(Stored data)
• • •

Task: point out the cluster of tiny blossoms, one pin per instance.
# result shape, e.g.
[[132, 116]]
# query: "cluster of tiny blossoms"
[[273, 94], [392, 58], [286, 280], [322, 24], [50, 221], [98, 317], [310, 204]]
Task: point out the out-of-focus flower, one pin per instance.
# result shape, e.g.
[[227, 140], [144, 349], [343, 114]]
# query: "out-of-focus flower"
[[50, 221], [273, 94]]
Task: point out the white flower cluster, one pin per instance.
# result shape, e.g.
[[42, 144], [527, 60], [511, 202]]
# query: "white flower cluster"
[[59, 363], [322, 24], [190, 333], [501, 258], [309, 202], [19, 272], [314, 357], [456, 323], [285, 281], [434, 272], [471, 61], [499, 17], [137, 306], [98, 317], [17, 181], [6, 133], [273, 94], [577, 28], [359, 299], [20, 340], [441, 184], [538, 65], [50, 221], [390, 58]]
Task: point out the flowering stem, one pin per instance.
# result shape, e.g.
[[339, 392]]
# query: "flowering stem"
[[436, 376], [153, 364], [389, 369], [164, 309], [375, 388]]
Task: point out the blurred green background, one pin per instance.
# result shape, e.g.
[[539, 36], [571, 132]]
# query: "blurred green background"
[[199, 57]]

• • •

> _Exercise brief_: Starting at the line in the records above that contains "Task: point out the out-of-focus", output every line up to and including the last one, with nothing added.

> _Task answer_:
Task: point out the out-of-focus flower, one pin per instance.
# result shape, e.g.
[[227, 140], [144, 349], [343, 114]]
# query: "out-of-focus flower"
[[50, 221], [273, 94]]
Task: point out the white flower cluster, one pin per instance.
# result shape, e.g.
[[42, 144], [527, 60], [511, 202]]
# query: "white flower cluster"
[[59, 363], [322, 24], [190, 333], [501, 258], [309, 202], [19, 272], [314, 357], [456, 323], [285, 281], [434, 272], [471, 61], [499, 17], [137, 306], [98, 317], [17, 181], [6, 133], [273, 94], [577, 28], [359, 299], [20, 340], [441, 184], [538, 65], [50, 221], [390, 58]]
Task: point out the flowering stem, one pin per instance.
# result shape, e.g.
[[339, 392]]
# query: "flowering stem"
[[436, 376], [153, 364], [389, 369], [164, 309], [375, 388]]
Task: point out the blurred green background, one pin per instance.
# result shape, e.g.
[[539, 36], [571, 132]]
# query: "blurred green background"
[[199, 57]]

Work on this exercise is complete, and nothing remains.